**Set task**
Your task is to repeat, word for word, the line containing "the form (336,74);" and all lines that follow it to the end of the material, and no other lines.

________________________

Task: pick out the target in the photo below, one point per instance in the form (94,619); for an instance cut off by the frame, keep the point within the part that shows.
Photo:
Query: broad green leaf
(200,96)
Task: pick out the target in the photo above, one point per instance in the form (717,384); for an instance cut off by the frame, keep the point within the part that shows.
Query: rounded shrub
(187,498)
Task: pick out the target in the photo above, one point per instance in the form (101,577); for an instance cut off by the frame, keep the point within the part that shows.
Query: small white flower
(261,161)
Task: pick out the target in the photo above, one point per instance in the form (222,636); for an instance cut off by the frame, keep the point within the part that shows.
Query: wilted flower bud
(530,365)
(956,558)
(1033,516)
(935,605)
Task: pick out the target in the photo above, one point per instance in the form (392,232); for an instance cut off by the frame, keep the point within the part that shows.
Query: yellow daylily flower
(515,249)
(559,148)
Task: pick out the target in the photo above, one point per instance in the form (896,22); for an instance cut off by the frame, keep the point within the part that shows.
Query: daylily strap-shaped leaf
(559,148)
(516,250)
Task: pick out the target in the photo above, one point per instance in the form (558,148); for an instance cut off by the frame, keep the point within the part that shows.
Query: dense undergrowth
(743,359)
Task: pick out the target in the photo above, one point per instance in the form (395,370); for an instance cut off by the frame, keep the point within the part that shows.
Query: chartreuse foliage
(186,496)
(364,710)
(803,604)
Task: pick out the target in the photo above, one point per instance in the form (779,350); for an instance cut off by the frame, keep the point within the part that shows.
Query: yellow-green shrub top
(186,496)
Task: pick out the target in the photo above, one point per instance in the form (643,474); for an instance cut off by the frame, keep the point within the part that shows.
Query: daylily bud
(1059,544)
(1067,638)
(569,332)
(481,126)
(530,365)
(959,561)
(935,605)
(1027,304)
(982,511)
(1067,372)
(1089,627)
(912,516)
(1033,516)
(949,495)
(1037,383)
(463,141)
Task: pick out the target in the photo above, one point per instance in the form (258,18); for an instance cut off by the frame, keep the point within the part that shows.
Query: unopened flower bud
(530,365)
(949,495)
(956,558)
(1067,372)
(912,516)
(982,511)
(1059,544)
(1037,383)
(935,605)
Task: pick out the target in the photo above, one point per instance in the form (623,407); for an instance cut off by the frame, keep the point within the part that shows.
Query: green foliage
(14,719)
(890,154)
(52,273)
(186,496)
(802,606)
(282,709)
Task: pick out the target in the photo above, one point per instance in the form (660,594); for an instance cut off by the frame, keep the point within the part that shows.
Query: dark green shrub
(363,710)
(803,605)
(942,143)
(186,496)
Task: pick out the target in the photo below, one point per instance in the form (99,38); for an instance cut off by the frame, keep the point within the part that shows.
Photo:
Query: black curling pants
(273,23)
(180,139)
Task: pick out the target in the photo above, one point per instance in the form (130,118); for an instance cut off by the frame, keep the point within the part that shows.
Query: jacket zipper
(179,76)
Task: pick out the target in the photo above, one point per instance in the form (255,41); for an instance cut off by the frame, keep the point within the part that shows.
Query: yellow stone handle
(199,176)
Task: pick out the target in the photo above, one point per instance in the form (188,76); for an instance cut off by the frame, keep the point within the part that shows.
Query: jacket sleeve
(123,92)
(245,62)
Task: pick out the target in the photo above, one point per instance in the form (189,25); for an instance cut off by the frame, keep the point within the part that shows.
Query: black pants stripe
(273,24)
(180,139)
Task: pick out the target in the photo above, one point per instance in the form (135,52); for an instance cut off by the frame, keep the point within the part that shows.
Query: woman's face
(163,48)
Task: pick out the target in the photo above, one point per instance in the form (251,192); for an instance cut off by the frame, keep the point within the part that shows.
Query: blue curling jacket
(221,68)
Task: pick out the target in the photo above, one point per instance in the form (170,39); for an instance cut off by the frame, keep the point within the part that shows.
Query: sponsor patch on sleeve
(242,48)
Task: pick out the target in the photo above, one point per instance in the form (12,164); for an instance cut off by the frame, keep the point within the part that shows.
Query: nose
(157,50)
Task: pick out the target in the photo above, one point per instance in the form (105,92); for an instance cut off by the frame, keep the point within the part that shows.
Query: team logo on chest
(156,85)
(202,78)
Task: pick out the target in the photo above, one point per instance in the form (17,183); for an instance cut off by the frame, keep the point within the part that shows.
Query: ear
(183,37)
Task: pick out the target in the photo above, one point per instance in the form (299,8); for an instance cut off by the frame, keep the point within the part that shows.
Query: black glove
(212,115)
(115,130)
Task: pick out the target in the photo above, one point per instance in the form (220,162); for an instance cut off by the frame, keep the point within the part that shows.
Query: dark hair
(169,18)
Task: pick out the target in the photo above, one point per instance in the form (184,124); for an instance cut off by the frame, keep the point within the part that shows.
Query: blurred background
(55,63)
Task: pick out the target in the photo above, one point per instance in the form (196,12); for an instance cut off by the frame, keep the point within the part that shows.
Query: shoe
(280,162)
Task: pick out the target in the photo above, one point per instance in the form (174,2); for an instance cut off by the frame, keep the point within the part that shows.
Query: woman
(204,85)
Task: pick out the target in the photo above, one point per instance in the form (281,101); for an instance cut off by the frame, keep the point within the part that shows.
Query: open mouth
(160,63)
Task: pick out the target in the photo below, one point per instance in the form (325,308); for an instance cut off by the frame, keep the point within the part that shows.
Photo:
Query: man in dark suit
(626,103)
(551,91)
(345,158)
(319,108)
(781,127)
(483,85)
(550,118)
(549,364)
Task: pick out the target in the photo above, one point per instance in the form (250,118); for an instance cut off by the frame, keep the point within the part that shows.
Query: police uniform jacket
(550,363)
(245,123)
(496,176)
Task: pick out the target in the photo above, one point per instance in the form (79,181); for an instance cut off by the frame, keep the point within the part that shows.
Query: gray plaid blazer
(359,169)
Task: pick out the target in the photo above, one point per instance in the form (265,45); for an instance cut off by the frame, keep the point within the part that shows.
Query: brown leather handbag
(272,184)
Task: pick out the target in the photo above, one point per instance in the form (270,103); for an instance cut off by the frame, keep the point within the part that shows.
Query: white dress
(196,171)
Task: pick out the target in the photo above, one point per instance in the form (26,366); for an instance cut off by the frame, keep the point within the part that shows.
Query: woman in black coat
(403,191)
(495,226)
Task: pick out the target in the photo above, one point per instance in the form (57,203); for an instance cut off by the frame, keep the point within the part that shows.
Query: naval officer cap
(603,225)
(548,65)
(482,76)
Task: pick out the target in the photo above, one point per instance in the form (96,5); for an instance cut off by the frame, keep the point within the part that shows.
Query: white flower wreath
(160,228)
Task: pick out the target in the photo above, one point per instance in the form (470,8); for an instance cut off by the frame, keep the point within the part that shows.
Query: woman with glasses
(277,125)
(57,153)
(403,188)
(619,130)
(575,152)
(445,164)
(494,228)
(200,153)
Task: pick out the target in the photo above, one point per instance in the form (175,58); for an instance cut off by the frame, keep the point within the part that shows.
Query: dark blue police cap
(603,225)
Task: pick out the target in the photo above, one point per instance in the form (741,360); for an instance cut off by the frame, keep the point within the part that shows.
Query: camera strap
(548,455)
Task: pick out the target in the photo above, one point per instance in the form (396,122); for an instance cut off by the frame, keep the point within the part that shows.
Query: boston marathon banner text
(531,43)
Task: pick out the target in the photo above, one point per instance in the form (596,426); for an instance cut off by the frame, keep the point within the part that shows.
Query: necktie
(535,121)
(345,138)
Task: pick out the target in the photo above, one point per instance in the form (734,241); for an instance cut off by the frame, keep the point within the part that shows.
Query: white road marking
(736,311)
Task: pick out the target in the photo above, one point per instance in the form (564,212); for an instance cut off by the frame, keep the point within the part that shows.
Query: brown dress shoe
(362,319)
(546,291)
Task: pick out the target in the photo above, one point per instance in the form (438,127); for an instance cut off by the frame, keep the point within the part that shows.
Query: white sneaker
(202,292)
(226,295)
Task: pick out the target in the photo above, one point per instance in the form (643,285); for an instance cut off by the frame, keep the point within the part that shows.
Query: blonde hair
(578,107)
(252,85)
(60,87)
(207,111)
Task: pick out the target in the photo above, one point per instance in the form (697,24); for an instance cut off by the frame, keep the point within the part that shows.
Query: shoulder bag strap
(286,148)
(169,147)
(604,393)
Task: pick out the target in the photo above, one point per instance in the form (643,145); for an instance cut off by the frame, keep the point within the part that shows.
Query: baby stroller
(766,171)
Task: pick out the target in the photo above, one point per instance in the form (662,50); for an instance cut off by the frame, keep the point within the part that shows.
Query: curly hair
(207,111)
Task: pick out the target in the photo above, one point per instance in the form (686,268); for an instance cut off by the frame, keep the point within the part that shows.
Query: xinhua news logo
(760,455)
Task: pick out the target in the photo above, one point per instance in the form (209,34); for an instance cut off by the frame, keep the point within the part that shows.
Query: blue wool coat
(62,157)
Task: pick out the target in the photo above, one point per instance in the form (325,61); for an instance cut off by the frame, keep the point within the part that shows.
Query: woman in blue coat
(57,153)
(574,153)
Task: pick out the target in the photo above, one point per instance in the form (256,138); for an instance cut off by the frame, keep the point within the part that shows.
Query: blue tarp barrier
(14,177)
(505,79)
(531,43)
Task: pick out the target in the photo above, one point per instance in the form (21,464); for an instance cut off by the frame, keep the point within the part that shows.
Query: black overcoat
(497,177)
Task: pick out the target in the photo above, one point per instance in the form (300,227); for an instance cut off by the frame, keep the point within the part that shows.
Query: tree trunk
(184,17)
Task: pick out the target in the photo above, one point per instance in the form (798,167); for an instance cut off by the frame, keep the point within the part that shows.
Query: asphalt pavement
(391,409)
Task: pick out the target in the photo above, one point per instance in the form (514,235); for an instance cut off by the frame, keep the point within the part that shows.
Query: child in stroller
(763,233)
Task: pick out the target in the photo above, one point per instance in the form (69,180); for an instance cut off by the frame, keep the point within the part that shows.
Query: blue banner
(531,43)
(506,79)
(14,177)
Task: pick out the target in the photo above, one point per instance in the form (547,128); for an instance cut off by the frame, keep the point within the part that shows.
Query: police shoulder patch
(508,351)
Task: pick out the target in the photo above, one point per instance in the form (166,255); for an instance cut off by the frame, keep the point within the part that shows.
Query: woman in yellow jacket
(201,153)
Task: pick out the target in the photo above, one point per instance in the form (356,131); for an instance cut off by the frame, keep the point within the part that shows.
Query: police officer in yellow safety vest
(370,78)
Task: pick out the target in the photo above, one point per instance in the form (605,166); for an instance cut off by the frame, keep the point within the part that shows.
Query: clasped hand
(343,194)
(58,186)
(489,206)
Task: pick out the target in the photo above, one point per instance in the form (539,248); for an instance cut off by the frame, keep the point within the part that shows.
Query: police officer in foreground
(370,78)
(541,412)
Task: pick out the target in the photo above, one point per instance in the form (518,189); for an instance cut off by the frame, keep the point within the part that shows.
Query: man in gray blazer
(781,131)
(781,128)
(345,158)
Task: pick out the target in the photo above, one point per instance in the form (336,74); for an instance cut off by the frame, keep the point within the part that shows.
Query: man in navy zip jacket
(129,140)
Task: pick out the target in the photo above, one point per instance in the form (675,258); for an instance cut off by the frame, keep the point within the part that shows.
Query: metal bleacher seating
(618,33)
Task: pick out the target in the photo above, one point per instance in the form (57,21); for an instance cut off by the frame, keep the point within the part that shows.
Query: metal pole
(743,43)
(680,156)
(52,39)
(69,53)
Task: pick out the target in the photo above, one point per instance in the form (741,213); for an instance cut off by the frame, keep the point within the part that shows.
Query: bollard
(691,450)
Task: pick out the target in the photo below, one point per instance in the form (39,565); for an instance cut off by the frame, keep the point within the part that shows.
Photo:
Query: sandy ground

________________________

**Finished exercise**
Task: pick out the target in the photo above, one point per instance in the form (336,74); for an instance cut off by the frame, keep the point within the part that shows.
Query: man in navy zip jacket
(129,140)
Task: pick out the target in the photo above, one point per instance in the form (675,258); for an instance cut off by the frame, keep the point within the part that shows.
Query: metal bleacher seating
(618,33)
Task: pick out the target in the photo above, one point per instance in the form (57,21); for an instance cut off by the frame, keep the point within the part that shows.
Query: metal pole
(743,43)
(680,156)
(52,39)
(69,53)
Task: pick out the target in the photo above, one point per instance in the form (741,213); for an instance cut off by the frame, keep the point within the part that shows.
Query: bollard
(691,450)
Task: pick out the target in the photo below, one point per instance in the form (39,565); for an instance cut off by the frame, keep the point within the part that shows.
Photo:
Query: sandy ground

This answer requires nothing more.